-------- Given entries --------
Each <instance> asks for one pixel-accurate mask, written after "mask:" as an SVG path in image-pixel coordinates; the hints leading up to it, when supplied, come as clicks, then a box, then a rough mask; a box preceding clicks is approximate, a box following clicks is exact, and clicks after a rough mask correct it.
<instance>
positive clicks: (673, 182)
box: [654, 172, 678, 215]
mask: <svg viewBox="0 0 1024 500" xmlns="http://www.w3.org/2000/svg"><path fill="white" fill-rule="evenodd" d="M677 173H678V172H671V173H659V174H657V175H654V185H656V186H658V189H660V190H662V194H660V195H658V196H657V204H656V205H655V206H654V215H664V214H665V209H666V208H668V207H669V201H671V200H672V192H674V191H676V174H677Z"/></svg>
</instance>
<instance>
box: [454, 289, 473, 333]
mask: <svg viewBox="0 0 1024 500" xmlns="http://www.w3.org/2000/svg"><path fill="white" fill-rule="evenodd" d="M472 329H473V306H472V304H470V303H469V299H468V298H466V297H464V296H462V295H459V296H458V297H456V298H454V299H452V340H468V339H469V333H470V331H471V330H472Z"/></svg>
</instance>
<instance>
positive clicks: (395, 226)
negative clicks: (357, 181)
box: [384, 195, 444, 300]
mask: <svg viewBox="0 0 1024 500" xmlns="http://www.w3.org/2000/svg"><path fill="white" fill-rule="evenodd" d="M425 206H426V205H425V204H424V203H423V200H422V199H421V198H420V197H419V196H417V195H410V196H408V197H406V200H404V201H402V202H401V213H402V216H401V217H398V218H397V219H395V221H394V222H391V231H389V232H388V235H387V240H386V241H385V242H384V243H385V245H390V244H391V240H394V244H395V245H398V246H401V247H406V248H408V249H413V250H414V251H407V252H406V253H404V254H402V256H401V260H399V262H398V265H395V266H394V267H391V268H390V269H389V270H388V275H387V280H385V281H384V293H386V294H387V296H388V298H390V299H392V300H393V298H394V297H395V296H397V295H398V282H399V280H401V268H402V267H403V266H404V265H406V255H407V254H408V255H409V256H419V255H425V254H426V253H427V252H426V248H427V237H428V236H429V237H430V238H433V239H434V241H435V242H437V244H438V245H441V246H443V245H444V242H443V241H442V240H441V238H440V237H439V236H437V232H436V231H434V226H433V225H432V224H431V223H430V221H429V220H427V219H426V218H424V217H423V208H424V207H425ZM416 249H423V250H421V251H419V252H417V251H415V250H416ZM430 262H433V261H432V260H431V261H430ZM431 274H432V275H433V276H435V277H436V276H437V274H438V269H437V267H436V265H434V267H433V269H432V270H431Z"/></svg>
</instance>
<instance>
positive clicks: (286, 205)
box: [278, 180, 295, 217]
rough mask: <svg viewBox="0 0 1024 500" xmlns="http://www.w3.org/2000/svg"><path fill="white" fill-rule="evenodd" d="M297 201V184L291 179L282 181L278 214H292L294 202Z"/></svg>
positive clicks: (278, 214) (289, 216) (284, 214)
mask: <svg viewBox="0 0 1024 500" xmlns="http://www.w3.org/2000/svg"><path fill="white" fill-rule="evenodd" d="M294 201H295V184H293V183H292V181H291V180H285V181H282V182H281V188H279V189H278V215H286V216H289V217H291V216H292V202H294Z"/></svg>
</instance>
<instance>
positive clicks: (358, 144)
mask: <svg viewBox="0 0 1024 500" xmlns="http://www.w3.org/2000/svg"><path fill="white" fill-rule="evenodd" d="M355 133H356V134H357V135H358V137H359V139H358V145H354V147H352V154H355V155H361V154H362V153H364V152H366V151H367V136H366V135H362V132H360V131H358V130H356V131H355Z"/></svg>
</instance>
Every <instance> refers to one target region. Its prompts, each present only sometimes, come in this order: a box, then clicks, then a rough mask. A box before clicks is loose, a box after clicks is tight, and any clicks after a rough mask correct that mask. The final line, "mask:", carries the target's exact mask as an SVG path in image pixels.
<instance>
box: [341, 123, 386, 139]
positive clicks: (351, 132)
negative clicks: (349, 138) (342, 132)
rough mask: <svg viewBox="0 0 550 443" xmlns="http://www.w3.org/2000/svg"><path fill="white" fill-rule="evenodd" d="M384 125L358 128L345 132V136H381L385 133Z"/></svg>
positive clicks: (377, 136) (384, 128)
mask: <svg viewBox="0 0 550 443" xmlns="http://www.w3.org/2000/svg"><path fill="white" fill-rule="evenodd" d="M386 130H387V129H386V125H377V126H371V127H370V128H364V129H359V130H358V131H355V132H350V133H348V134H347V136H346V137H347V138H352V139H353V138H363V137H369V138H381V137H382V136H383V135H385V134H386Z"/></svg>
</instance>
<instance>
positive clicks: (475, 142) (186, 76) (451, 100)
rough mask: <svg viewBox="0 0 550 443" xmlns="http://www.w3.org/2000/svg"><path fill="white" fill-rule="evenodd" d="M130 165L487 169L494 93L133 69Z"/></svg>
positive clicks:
--------
— Description of the task —
Nothing may be omitted or altered; reproduce all of the entries.

— Problem solution —
Each <instance> asks for one pixel-accurate mask, written after "mask:" as an SVG path in image-pixel coordinates; the hints leading up to it, when supplied, come as clicks, then a box, then a rough mask; a box preceding clicks is approximate, a box following clicks is exact, and clicks after a rough mask correct it.
<instance>
positive clicks: (673, 182)
box: [654, 172, 678, 215]
mask: <svg viewBox="0 0 1024 500" xmlns="http://www.w3.org/2000/svg"><path fill="white" fill-rule="evenodd" d="M677 173H678V172H671V173H659V174H657V175H654V185H656V186H658V189H660V190H662V194H660V195H658V196H657V204H656V205H655V206H654V215H664V214H665V209H666V208H668V207H669V201H671V200H672V192H674V191H676V174H677Z"/></svg>
</instance>
<instance>
box: [454, 289, 473, 333]
mask: <svg viewBox="0 0 1024 500" xmlns="http://www.w3.org/2000/svg"><path fill="white" fill-rule="evenodd" d="M472 329H473V306H472V304H470V303H469V299H468V298H466V297H464V296H462V295H459V296H458V297H456V298H454V299H452V340H468V339H469V333H470V331H471V330H472Z"/></svg>
</instance>
<instance>
positive clicks: (395, 226)
negative clicks: (357, 181)
box: [384, 195, 444, 300]
mask: <svg viewBox="0 0 1024 500" xmlns="http://www.w3.org/2000/svg"><path fill="white" fill-rule="evenodd" d="M425 206H426V205H425V204H424V203H423V200H422V199H421V198H420V197H419V196H417V195H410V196H408V197H406V200H404V201H402V202H401V213H402V216H401V217H398V218H397V219H395V221H394V222H391V231H389V232H388V235H387V240H386V241H385V242H384V243H385V245H390V244H391V240H394V244H395V245H398V246H401V247H406V248H408V249H413V250H414V251H407V252H406V253H404V254H402V256H401V260H399V262H398V265H395V266H394V267H391V268H390V269H389V270H388V275H387V280H385V281H384V293H386V294H387V296H388V298H390V299H392V300H393V298H394V297H395V296H397V295H398V282H399V280H401V268H402V267H403V266H404V265H406V255H407V254H408V255H409V256H419V255H425V254H426V253H427V252H426V248H427V237H428V236H429V237H430V238H433V239H434V241H435V242H437V244H438V245H441V246H443V245H444V242H443V241H442V240H441V238H440V237H439V236H437V232H436V231H434V226H433V225H432V224H431V223H430V221H429V220H427V219H426V218H424V217H423V208H424V207H425ZM416 249H423V250H421V251H419V252H417V251H415V250H416ZM430 262H433V261H432V260H431V261H430ZM431 274H432V275H433V276H435V277H436V276H437V274H438V269H437V267H436V265H434V267H433V269H432V270H431Z"/></svg>
</instance>
<instance>
positive clicks: (286, 205)
box: [278, 180, 295, 217]
rough mask: <svg viewBox="0 0 1024 500" xmlns="http://www.w3.org/2000/svg"><path fill="white" fill-rule="evenodd" d="M297 201V184L291 179L282 181L278 214H292L294 202Z"/></svg>
positive clicks: (278, 214) (289, 216) (284, 214)
mask: <svg viewBox="0 0 1024 500" xmlns="http://www.w3.org/2000/svg"><path fill="white" fill-rule="evenodd" d="M294 201H295V184H293V183H292V181H291V180H285V181H282V182H281V188H279V189H278V215H286V216H289V217H291V216H292V202H294Z"/></svg>
</instance>
<instance>
positive clicks: (358, 144)
mask: <svg viewBox="0 0 1024 500" xmlns="http://www.w3.org/2000/svg"><path fill="white" fill-rule="evenodd" d="M355 133H356V134H357V135H358V137H359V139H358V145H354V147H352V154H355V155H361V154H362V153H364V152H366V151H367V136H366V135H362V132H360V131H358V130H356V131H355Z"/></svg>
</instance>
Every <instance> refers to one target region. Its prompts, each present only sometimes, come in this order: a box, then clicks, then a rough mask. A box before clicks is loose, a box after clicks is tight, and any clicks after a rough mask correct that mask. The final line, "mask:", carries the target's exact mask as an SVG path in image pixels.
<instance>
box: [341, 123, 386, 139]
positive clicks: (351, 132)
negative clicks: (349, 138) (342, 132)
rough mask: <svg viewBox="0 0 550 443" xmlns="http://www.w3.org/2000/svg"><path fill="white" fill-rule="evenodd" d="M384 125L358 128L345 132V136H381L385 133Z"/></svg>
positive clicks: (377, 136) (384, 128)
mask: <svg viewBox="0 0 550 443" xmlns="http://www.w3.org/2000/svg"><path fill="white" fill-rule="evenodd" d="M386 130H387V129H386V125H377V126H371V127H370V128H364V129H359V130H358V131H355V132H350V133H348V134H347V136H346V137H347V138H352V139H353V138H363V137H369V138H381V137H382V136H383V135H385V134H386Z"/></svg>
</instance>
<instance>
positive clicks: (475, 142) (186, 76) (451, 100)
rough mask: <svg viewBox="0 0 550 443" xmlns="http://www.w3.org/2000/svg"><path fill="white" fill-rule="evenodd" d="M130 165L487 169L494 93L133 69Z"/></svg>
positive clicks:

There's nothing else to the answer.